• **What is expected**:
Retype every line from the one containing "For full credit, report the bounding box of every spider leg" down to the one containing "[148,113,196,153]", with both of those lines included.

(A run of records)
····················

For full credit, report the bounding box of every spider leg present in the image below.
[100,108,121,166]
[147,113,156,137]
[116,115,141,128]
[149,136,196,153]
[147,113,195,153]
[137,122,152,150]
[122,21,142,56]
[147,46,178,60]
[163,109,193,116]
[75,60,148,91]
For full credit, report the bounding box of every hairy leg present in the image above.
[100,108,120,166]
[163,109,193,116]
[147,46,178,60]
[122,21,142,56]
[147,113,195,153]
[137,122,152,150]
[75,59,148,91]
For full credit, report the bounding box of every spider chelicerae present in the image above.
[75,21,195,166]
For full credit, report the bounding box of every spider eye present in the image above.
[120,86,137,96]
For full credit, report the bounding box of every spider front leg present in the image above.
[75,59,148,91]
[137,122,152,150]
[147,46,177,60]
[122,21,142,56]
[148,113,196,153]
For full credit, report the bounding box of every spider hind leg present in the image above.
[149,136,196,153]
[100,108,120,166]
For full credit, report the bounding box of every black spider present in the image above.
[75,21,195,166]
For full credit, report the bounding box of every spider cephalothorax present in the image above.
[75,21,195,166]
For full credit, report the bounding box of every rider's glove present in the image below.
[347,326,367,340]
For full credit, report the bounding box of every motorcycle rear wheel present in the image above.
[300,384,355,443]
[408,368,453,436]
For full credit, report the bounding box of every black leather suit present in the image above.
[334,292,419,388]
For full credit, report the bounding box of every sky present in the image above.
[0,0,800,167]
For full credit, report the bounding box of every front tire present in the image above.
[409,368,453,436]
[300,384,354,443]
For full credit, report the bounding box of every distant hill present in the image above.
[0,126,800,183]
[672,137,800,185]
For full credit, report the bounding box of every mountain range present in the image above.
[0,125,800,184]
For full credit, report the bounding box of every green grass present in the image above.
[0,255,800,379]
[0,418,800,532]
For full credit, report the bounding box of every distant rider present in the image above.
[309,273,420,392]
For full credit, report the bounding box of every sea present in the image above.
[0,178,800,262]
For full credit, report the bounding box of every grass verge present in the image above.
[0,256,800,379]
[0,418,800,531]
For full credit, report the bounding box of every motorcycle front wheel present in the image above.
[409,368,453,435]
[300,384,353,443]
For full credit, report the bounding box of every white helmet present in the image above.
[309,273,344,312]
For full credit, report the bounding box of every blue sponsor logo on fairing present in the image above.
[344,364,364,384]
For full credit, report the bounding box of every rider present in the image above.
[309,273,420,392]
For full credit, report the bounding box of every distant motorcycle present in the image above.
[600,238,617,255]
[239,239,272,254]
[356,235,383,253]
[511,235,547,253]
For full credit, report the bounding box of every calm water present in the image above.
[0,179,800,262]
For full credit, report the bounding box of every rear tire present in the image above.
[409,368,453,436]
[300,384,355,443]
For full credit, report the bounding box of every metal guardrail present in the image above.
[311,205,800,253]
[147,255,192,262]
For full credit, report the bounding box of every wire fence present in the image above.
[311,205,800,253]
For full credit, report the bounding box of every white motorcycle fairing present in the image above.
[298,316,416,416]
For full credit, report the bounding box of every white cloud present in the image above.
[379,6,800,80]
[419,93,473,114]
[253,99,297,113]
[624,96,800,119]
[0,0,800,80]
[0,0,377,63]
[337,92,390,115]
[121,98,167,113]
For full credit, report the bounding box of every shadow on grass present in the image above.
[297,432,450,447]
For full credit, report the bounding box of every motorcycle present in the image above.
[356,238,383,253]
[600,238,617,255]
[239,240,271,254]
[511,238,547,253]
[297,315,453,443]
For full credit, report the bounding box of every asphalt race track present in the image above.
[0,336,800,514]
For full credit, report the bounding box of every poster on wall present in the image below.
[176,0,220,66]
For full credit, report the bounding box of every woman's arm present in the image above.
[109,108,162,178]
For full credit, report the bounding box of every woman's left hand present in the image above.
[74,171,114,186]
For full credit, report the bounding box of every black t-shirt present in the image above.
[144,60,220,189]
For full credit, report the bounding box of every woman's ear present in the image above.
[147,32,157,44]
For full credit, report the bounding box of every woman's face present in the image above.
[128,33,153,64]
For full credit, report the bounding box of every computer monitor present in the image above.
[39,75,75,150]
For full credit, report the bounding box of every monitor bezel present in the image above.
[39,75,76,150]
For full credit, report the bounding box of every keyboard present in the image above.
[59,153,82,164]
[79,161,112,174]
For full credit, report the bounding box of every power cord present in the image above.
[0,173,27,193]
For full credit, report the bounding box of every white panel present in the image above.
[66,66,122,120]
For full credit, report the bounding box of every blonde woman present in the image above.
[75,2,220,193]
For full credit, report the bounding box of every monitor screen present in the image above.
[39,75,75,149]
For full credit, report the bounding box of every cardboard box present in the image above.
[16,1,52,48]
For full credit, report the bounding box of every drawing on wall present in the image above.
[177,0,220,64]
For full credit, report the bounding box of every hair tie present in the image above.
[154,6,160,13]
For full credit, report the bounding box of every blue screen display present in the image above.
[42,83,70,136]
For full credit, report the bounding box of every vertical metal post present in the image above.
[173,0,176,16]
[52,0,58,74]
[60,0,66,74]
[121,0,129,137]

····················

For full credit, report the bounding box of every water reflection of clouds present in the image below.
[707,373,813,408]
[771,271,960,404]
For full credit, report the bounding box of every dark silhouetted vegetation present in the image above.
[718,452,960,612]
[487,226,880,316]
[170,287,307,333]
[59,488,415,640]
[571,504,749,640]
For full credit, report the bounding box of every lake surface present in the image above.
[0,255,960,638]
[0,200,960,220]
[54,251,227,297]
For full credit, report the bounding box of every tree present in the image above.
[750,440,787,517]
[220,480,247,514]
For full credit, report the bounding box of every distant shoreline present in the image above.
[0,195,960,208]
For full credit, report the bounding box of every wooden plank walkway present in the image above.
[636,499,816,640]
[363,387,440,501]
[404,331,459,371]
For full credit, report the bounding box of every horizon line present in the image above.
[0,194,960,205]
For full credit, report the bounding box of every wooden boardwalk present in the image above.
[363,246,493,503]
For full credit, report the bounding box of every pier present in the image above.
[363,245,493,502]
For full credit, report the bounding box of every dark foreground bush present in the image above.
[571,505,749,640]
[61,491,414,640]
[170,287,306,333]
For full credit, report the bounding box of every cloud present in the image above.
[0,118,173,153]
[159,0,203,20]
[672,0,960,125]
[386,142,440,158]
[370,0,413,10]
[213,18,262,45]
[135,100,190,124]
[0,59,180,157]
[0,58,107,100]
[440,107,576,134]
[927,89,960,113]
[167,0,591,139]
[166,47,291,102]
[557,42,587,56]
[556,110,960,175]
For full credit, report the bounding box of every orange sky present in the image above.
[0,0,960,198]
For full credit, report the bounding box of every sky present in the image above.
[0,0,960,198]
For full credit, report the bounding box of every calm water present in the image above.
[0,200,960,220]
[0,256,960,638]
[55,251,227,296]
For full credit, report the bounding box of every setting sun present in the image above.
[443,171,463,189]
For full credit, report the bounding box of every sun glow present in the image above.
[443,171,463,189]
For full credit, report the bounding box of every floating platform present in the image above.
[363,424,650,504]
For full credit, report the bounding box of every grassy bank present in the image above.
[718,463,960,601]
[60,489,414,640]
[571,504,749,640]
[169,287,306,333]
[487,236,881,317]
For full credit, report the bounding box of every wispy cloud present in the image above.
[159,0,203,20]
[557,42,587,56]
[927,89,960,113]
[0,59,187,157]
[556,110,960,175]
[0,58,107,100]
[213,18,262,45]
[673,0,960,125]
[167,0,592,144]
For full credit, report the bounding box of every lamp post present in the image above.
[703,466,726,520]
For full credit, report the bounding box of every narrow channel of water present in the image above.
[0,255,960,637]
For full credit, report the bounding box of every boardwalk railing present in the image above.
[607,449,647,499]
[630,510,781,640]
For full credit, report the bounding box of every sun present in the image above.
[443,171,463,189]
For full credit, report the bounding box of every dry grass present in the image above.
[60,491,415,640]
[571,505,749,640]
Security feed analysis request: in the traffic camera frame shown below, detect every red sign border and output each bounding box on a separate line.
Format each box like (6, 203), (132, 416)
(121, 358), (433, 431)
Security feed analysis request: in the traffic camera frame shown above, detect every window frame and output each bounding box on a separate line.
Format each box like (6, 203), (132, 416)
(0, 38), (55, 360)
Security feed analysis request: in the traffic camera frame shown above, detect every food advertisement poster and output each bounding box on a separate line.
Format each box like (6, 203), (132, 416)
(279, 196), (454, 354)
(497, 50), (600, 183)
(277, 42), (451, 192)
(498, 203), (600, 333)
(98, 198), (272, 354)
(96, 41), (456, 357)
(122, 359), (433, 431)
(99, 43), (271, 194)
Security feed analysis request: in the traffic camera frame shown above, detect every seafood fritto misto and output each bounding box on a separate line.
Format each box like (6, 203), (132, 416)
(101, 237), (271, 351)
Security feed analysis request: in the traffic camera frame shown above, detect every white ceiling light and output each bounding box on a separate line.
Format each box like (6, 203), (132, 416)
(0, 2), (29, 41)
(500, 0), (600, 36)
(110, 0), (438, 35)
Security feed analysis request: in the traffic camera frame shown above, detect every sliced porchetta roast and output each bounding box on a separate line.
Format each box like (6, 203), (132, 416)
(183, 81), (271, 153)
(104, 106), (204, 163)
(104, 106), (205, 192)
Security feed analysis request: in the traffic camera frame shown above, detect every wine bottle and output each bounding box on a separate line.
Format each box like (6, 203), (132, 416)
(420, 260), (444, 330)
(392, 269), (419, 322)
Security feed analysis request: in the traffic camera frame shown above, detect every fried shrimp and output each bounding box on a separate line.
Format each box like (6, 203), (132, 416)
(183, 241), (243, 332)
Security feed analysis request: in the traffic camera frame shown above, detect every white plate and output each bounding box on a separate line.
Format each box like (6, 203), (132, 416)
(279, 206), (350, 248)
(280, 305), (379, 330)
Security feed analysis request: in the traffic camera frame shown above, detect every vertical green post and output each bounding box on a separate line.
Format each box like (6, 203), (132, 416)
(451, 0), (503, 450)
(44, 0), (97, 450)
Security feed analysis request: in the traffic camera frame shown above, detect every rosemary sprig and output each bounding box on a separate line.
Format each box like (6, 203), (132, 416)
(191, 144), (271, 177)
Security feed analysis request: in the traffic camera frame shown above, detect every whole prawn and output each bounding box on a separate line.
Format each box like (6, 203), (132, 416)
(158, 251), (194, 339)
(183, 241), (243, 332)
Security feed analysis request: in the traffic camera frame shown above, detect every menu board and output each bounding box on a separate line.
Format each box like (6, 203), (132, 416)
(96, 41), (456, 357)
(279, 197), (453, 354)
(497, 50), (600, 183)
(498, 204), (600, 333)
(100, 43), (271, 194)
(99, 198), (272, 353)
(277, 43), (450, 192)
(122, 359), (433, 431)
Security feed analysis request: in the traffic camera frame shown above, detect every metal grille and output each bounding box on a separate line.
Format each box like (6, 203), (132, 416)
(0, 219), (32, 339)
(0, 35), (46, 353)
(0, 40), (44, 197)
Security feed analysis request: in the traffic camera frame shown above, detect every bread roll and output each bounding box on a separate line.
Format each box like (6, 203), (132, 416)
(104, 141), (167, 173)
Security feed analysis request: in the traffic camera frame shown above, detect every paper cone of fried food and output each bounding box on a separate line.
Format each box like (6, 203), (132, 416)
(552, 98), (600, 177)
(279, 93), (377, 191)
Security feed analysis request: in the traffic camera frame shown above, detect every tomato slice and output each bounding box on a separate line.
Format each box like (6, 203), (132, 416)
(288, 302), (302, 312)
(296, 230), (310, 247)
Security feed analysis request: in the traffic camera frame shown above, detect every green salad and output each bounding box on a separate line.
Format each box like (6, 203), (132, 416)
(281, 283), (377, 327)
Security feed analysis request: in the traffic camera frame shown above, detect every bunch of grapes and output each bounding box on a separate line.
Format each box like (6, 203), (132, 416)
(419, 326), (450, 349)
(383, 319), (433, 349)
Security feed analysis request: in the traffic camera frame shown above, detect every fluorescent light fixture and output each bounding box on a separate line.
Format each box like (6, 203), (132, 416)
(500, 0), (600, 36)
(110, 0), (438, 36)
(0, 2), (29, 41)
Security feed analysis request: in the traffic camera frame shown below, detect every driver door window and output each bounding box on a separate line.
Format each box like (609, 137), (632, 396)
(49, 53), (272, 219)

····················

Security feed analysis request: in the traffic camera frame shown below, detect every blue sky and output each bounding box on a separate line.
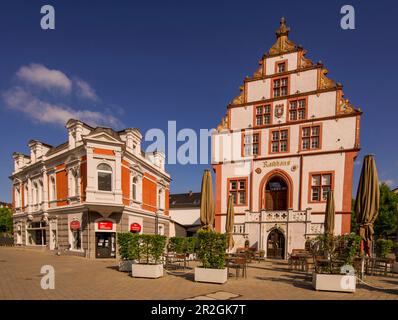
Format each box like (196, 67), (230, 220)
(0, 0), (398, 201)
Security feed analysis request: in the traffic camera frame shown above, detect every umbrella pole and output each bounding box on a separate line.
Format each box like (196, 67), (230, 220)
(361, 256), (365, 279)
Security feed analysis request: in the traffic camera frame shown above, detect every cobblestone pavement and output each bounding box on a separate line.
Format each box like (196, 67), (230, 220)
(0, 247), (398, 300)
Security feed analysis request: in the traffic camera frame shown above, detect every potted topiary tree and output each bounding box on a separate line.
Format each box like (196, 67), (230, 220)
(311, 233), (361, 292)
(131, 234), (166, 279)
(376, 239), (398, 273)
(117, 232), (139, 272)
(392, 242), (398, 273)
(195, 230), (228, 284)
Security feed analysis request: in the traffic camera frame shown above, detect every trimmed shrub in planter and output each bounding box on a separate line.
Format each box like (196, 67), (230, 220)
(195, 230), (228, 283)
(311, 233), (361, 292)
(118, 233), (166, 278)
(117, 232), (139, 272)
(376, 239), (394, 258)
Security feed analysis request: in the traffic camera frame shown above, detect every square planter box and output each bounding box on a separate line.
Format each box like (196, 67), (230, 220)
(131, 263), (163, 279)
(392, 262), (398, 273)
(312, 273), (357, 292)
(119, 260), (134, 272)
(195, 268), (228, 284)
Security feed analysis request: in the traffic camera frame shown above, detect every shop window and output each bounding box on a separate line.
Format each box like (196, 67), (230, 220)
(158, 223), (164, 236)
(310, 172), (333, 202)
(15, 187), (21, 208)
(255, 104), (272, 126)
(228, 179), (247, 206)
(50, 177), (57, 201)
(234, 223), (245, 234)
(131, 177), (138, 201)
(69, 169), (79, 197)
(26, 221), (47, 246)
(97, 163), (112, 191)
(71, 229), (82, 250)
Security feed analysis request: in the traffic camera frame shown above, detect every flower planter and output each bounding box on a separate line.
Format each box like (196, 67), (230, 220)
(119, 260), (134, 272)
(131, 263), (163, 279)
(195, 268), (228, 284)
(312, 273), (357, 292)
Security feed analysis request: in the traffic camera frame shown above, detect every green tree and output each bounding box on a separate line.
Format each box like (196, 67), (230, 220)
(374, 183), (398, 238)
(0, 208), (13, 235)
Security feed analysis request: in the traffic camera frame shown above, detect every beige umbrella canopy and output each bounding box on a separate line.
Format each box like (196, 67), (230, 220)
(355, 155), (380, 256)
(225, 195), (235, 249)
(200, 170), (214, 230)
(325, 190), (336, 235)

····················

• **Answer to the problem**:
For full credit, report the bounding box of every spider leg present in the image below.
[100,108,121,166]
[147,113,156,137]
[116,115,141,128]
[149,136,196,153]
[147,113,195,153]
[137,122,152,150]
[122,21,142,56]
[147,46,178,60]
[163,109,193,116]
[75,60,148,91]
For full credit, report the bounding box of every hairy leg present in the image above.
[100,108,120,166]
[163,109,193,116]
[147,46,178,60]
[122,21,142,56]
[147,113,195,153]
[137,122,152,150]
[75,59,148,91]
For full credit, report the bounding box of every spider chelicerae present in the image above.
[75,21,195,166]
For full credit, report the bounding box of every spider eye present in the image above.
[120,86,137,96]
For full credit, report the bounding box of every spider front leg present in the image above.
[75,59,148,91]
[137,122,152,150]
[147,46,177,60]
[122,21,142,56]
[148,113,196,153]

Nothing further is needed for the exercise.